• [WHAT NEEDS TO BE DONE]
Please reproduce all of the entries below word for word, keeping every line as it stands.

[Region annotation entries]
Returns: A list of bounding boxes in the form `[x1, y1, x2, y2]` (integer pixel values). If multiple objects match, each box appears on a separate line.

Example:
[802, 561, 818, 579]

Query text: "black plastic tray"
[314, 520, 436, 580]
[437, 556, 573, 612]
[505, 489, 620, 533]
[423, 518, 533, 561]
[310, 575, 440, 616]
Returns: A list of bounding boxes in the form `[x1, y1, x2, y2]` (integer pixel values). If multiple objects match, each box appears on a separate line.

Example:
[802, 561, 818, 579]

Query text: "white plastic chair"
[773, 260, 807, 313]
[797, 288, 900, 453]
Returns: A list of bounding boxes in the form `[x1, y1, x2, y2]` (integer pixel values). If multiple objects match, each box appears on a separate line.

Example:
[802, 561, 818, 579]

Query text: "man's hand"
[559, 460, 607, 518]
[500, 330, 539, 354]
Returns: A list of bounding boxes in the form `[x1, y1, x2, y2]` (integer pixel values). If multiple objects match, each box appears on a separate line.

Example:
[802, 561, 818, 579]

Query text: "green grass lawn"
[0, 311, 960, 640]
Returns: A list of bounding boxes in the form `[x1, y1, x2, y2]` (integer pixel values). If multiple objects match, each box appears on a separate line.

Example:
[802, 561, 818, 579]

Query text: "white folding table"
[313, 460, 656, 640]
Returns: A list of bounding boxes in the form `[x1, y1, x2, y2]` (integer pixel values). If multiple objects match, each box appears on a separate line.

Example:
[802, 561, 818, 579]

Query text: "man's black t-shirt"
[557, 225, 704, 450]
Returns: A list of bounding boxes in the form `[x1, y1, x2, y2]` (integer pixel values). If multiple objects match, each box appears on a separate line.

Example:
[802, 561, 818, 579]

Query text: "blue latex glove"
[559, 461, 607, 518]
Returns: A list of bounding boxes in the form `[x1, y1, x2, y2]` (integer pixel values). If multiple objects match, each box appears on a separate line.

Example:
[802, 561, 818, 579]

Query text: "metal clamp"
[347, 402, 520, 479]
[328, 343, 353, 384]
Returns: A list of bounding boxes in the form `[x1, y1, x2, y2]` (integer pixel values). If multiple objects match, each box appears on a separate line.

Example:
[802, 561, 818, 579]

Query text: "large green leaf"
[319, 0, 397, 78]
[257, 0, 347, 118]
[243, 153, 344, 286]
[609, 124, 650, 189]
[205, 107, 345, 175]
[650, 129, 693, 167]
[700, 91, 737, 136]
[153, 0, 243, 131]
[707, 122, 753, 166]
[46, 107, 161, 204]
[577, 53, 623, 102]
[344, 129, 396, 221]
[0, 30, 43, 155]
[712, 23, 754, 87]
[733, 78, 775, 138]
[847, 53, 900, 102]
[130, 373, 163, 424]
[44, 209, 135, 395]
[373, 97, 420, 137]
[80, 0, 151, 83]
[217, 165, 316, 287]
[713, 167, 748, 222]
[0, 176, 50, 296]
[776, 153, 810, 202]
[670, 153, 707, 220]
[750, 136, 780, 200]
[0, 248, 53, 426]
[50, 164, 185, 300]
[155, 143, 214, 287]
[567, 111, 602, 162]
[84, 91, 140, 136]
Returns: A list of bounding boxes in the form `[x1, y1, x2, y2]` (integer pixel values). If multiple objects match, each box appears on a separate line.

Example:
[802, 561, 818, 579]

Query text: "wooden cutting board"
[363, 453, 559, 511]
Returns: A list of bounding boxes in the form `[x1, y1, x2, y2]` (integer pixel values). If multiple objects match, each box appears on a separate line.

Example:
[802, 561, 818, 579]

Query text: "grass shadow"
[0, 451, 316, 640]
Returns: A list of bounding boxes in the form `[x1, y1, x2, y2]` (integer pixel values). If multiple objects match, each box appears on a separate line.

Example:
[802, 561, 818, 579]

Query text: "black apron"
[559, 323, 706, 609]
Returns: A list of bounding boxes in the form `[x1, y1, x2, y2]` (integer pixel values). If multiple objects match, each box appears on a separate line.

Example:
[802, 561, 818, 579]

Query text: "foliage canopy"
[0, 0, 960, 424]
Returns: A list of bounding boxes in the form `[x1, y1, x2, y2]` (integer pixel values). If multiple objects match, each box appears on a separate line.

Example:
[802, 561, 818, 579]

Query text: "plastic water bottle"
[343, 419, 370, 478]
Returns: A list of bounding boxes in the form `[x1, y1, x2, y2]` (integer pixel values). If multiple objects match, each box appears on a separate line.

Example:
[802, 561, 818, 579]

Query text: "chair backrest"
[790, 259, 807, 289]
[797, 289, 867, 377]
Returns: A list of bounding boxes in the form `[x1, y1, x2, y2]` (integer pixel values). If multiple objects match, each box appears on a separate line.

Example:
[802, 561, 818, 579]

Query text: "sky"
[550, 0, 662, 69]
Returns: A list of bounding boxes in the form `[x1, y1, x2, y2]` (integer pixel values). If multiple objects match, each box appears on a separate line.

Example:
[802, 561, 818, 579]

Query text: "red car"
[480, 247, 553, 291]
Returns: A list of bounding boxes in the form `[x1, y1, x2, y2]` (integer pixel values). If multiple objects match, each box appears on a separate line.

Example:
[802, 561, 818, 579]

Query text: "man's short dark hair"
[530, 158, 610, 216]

• [PROBLEM SOLUTION]
Returns: A list of bounding boxes in the form `[x1, y1, x2, y2]` (integer pixel values). If multiple objects match, each box appears on a separate line.

Example:
[802, 561, 818, 579]

Query text: "black plastic tray"
[314, 520, 436, 580]
[437, 556, 573, 612]
[505, 489, 620, 533]
[423, 518, 533, 561]
[310, 575, 440, 616]
Returns: A list of bounding boxes in the form `[x1, y1, x2, y2]` (integer pixel values). If multiple objects match, each box appears on a separate line.

Example:
[802, 561, 818, 579]

Query text: "white plastic chair"
[773, 260, 807, 313]
[797, 288, 900, 453]
Returns: A list of bounding boxes in the form `[x1, y1, x2, y2]` (integer pixel values). If multiple objects match, each box appears on a separate line.

Example:
[802, 561, 818, 579]

Query text: "man's hand"
[559, 460, 607, 518]
[500, 330, 539, 354]
Returns: A list of bounding boxes in the form `[x1, y1, x2, y2]` (integer pixel values). If multiple objects match, each box appears on a separate line.

Example:
[802, 561, 818, 579]

Query text: "green grass lawn"
[0, 311, 960, 640]
Returns: A list of bounding boxes in the form `[x1, y1, x2, y2]` (integer pixel values). If multiple objects match, each box appears on a separate line.

Example:
[802, 561, 818, 579]

Query text: "white folding table"
[313, 460, 656, 640]
Returns: A list of bounding boxes in the form `[x1, y1, x2, y2]` (integer pixel values). If multiple objects match, each box appears on a separate line.

Example:
[802, 561, 818, 579]

Query text: "man's black t-shirt"
[557, 225, 704, 450]
Returns: A list of bounding boxes in the form `[x1, y1, x2, y2]` (integer pixel values). If multiple objects match, each box appears on a separate line.

Example:
[802, 561, 818, 579]

Query text: "blue latex glove"
[559, 461, 607, 518]
Returns: A list of bounding boxes in the form `[x1, y1, x2, y2]` (integer pixel values). If multiple objects match, each box appears on a separate line.

Example:
[802, 561, 818, 579]

Query text: "metal clamp"
[347, 402, 520, 479]
[328, 343, 353, 384]
Returns: A list of bounding boxes in the form `[x1, y1, x2, y2]` (integer pixel values). If multiple objects match, each box appears on a separate line.

Example:
[802, 561, 818, 579]

Query text: "large green leaf"
[319, 0, 397, 78]
[257, 0, 347, 118]
[243, 153, 344, 286]
[609, 124, 650, 189]
[205, 107, 345, 175]
[650, 129, 693, 167]
[700, 91, 737, 136]
[153, 0, 243, 131]
[707, 122, 753, 166]
[46, 107, 161, 204]
[577, 53, 623, 102]
[344, 129, 396, 221]
[0, 30, 43, 155]
[712, 23, 754, 87]
[733, 78, 775, 138]
[847, 53, 900, 102]
[130, 373, 163, 424]
[44, 209, 135, 395]
[373, 97, 420, 137]
[80, 0, 151, 83]
[217, 165, 316, 287]
[713, 167, 748, 222]
[0, 176, 50, 296]
[776, 153, 810, 202]
[670, 153, 707, 220]
[750, 136, 780, 200]
[0, 248, 53, 426]
[50, 164, 185, 300]
[155, 143, 214, 287]
[567, 111, 602, 162]
[84, 91, 140, 136]
Returns: A list of bounding boxes in the form `[x1, y1, x2, y2]` (integer pixel values). If multiple objects match, each box appears on a separate line.

Example:
[802, 561, 818, 579]

Query text: "wooden cutting board"
[363, 453, 559, 511]
Returns: A list of bounding boxes in the form `[x1, y1, x2, y2]` (integer pixel values). If multiple objects match, each box appears on a separate line.

Example:
[802, 561, 818, 579]

Query text: "grass shadow"
[0, 451, 316, 640]
Returns: A list of bounding boxes in the form `[x1, y1, x2, y2]` (integer pixel values). If multiple objects match, each box appears on a separate line.

Example:
[802, 561, 818, 579]

Query text: "black apron"
[559, 323, 706, 609]
Returns: A list of bounding boxes in the form `[x1, y1, x2, y2]` (integer pixel values). If multiple objects match, each box appears on a separate line.

Example:
[802, 561, 818, 579]

Query text: "foliage canopy"
[0, 0, 960, 424]
Returns: A list of bounding boxes in the form `[x1, y1, x2, y2]` (integer pixel values). If multiple objects match, each box appears on a separate line.

Example:
[802, 561, 818, 579]

Query text: "plastic water bottle"
[343, 419, 370, 478]
Returns: A list of bounding boxes in the form `[x1, y1, x2, y2]` (integer pixel values). If multiple objects match, each box appears on a separate line.

Example:
[802, 561, 818, 579]

Query text: "chair backrest"
[790, 259, 807, 289]
[797, 289, 867, 377]
Returns: A list of bounding boxes in the form `[x1, y1, x2, y2]` (integer pixel values). If multiple objects match, each box appears on a separate line.

Example:
[802, 561, 818, 579]

Query text: "sky"
[550, 0, 662, 69]
Returns: A list of bounding boxes in the form `[x1, y1, x2, y2]` (integer pixel values). If multiple objects match, each box appears on a separate line.

Example:
[802, 561, 818, 579]

Query text: "red car"
[480, 247, 553, 291]
Returns: A list of bounding boxes in the form `[x1, y1, x2, y2]` (integer pixel values). If multiple objects match, each box appears on a separate line.

Example:
[802, 561, 818, 579]

Query text: "man's short dark hair"
[530, 158, 610, 216]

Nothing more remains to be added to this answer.